Exercise task: Can you pull out every line below that contains the string "rope", copying each one in full? Case counts when matching.

Data extract:
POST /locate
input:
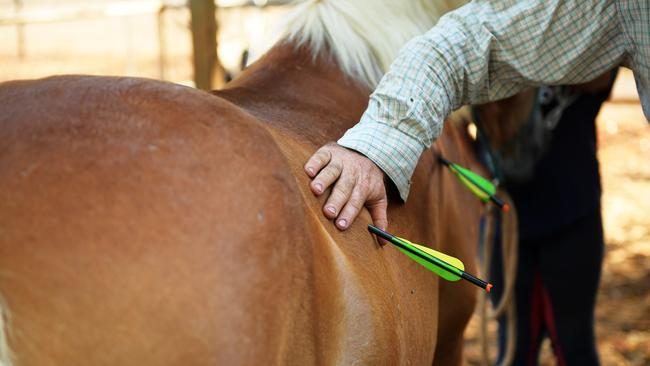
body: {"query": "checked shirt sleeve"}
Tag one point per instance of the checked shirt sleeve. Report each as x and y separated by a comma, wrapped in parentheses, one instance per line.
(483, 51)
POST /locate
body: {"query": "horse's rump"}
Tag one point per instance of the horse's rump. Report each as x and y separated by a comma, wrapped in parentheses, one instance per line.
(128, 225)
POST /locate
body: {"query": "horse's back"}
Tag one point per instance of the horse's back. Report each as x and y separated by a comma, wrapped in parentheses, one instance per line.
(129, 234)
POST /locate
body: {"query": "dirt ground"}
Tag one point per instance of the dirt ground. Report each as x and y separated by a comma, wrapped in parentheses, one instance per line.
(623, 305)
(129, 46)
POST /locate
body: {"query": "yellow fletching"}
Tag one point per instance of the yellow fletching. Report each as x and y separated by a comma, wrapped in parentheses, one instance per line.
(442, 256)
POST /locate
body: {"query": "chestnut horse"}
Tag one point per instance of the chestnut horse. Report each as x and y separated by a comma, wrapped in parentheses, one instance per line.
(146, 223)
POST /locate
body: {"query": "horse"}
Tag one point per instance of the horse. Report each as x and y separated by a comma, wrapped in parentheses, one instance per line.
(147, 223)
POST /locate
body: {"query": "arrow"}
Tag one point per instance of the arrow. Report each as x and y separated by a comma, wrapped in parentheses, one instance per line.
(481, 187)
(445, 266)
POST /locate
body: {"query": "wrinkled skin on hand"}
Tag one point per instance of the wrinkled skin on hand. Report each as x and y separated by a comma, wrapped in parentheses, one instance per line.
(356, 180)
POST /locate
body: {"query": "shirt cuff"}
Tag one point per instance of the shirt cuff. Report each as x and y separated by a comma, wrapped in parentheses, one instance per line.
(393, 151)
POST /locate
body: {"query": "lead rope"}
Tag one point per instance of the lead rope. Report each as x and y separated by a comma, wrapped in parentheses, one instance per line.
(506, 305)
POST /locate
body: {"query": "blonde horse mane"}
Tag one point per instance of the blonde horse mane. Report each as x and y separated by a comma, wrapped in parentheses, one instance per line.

* * *

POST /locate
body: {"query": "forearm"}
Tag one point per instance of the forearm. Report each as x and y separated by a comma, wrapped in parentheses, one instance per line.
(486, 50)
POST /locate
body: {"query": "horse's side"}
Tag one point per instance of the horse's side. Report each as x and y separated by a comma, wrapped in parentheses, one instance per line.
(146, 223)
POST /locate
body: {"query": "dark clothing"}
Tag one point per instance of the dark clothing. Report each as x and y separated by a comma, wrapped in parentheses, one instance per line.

* * *

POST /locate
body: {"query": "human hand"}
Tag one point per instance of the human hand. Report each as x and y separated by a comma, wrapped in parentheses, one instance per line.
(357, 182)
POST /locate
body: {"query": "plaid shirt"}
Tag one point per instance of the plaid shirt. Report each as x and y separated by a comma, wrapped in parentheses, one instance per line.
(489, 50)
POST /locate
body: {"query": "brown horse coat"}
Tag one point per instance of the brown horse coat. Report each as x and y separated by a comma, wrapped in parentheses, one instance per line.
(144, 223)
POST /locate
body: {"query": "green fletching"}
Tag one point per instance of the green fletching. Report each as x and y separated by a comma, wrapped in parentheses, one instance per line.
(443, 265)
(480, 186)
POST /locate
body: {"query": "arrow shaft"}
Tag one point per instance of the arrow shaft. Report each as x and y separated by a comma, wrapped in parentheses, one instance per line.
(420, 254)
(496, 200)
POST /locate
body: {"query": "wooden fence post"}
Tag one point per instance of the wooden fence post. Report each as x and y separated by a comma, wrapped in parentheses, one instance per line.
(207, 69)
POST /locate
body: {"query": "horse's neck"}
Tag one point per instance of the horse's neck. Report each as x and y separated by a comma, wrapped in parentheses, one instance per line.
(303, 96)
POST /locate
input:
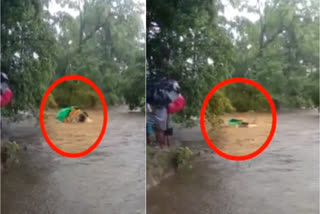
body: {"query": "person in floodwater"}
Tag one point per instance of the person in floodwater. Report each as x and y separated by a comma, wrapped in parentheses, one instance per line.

Answer for this exercise:
body: {"query": "lead rope"}
Tag one point per instance of the lead rope. Report each as x and y separated by a comma, wrapped in parentheses, one instance per line.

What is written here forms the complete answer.